====== Teks Bacaan
Bahan dasar jamu dan herbal bisa dari bermacam-macam, di antaranya yang berasal dari tanaman bisa dari daunnya, rimpangnya, batangnya, dan adapula dari biji dan buah.
Sedangkan untuk pengembangan produk, tidak hanya pada hasil olahannya saja tetapi juga bisa dilakukan pada tanaman segarnya, karena ada juga konsumen yang menginginkan tanaman segarnya. Dan olahan produk lainya juga bisa berupa minuman herbal, teh organik, dan bisa pula dalam bentuk kembang gula.
"Dengan demikian ada peluang besar untuk pemasaran tanaman herbal dan olahan tanaman herbal, baik dalam bentuk tanaman segar maupun makanan siap saji atau makanan olahan, terutama untuk menjaga kesehatan tubuh di masa pandemi ini," tandas Dr Kristina.
Menurut pembicara yang mengupas tentang entreprenuership di kalangan milenial, Yimmy Iskandar, lebih pada memberi beberapa solusi agar para milenial bisa tertarik dan minat terhadap jamu dan herbal.
"Para milenial ini tahu bahwa jamu itu sehat, namun yang tertanam dalam benaknya adalah rasa pahit. Sedangkan para milenial ini lebih suka minuman yang bercita rasa manis. Maka perlu ada perubahan paradigma (brainwash) melalui tagline atau slogan, influencer dan iklan, disamping perlunya pendekatan inovatif produk supaya disukai milenial," papar Yimmy.
Sedang Dr Chatarina Yekti sebagai Ketua CSE Unika, dalam webinar ini juga menyampaikan dukungannya dengan kerjasama antara pandemika II dengan kelompok 30 dan klaster jamu yang menjadi mitra binaan.
"Kami dari CSE memiliki beberapa fasilitas yang bisa dimanfaatkan oleh klaster jamu, diantaranya adalah toko offline, e-market place yang dibuat khusus untuk produk mahasiswa Unika dan mitra binaan Unika, expo besar dan pasar murah," tuturnya.
============
====== Data Tercatat
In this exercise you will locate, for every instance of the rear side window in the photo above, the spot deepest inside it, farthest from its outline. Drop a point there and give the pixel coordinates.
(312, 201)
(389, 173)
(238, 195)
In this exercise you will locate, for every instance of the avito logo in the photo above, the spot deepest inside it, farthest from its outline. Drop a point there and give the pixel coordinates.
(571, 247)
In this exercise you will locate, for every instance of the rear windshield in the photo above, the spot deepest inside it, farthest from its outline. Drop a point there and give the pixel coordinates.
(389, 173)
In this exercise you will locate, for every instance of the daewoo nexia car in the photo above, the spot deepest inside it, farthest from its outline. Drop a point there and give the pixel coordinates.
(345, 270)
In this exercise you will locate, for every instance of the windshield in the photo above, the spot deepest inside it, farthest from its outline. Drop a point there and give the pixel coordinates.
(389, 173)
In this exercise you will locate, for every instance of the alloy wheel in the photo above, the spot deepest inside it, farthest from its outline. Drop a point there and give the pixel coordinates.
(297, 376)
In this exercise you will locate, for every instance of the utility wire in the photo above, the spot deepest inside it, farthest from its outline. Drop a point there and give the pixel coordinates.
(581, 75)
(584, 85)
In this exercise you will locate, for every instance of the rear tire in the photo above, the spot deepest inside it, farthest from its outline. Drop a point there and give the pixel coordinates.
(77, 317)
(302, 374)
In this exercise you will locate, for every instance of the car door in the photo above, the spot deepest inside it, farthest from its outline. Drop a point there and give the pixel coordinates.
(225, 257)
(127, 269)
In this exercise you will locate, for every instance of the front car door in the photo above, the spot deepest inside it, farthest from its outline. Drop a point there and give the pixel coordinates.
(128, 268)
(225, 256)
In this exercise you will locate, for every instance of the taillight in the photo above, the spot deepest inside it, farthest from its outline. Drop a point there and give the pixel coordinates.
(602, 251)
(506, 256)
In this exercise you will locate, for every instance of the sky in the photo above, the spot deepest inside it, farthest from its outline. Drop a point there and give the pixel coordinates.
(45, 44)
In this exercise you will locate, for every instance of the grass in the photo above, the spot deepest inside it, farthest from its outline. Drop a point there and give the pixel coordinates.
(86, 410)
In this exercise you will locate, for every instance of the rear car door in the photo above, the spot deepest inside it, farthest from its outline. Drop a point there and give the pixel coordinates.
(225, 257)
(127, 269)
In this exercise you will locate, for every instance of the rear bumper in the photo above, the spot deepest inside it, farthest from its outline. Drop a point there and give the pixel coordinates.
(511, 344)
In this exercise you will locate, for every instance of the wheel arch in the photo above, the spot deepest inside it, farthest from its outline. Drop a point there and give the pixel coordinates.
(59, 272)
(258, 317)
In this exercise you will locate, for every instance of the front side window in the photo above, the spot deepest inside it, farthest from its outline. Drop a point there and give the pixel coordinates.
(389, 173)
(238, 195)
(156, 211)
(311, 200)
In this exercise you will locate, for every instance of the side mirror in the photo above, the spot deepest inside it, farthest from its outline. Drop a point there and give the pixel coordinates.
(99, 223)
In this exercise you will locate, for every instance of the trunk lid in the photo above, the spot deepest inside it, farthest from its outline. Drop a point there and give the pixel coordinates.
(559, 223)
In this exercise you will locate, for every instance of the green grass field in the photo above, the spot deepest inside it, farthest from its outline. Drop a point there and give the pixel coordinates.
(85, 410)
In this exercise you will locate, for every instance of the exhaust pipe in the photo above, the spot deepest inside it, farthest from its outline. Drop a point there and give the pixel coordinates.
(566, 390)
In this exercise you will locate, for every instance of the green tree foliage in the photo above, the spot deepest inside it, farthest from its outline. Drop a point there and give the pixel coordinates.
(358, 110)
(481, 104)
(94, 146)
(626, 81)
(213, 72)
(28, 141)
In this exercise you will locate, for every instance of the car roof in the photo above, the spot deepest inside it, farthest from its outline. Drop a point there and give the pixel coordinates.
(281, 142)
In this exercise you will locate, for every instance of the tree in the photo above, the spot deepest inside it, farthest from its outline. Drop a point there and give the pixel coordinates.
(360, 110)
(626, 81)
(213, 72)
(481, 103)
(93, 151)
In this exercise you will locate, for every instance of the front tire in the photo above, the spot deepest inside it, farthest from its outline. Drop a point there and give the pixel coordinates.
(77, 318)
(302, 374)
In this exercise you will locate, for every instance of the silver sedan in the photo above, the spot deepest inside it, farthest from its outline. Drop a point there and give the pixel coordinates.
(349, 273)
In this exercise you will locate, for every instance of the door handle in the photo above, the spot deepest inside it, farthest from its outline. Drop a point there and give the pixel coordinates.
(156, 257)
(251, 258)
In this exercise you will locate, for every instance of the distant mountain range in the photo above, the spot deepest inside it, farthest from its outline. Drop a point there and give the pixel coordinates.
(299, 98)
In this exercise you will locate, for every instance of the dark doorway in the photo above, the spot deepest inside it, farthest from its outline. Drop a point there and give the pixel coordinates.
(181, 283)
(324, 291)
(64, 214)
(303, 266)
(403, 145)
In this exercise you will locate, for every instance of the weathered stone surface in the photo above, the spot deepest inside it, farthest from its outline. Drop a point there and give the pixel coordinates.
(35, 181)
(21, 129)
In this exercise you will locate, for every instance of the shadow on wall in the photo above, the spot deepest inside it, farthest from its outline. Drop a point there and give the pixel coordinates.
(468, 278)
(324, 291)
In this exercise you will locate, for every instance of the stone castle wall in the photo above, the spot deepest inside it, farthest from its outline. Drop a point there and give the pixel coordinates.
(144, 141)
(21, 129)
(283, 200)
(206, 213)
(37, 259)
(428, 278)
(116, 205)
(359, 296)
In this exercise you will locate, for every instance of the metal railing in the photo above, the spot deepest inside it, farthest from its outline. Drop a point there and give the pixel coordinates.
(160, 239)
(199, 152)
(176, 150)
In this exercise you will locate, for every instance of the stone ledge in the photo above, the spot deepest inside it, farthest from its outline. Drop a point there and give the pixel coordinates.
============
_Ketentuan Tugas A:_
Tuliskan kembali bagian dari teks tentang jamu dan herbal di atas, mulai dari "Menurut pembicara yang" dan terus sampai "menjadi mitra binaan.".
_Ketentuan Tugas B:_
Terjemahkan kalimat berikut dari teks tentang jamu dan herbal ke dalam bahasa Inggris: "Bahan dasar jamu dan herbal bisa dari bermacam-macam, di antaranya yang berasal dari tanaman bisa dari daunnya, rimpangnya, batangnya, dan adapula dari biji dan buah."

_Hasil yang Diharapkan A:_
Menurut pembicara yang mengupas tentang entreprenuership di kalangan milenial, Yimmy Iskandar, lebih pada memberi beberapa solusi agar para milenial bisa tertarik dan minat terhadap jamu dan herbal.
"Para milenial ini tahu bahwa jamu itu sehat, namun yang tertanam dalam benaknya adalah rasa pahit. Sedangkan para milenial ini lebih suka minuman yang bercita rasa manis. Maka perlu ada perubahan paradigma (brainwash) melalui tagline atau slogan, influencer dan iklan, disamping perlunya pendekatan inovatif produk supaya disukai milenial," papar Yimmy.
Sedang Dr Chatarina Yekti sebagai Ketua CSE Unika, dalam webinar ini juga menyampaikan dukungannya dengan kerjasama antara pandemika II dengan kelompok 30 dan klaster jamu yang menjadi mitra binaan.

_Hasil yang Diharapkan B:_
The basic ingredients of jamu and herbal products can vary widely; among those that come from plants, they can come from the leaves, rhizomes, and stems, and some also come from seeds and fruit.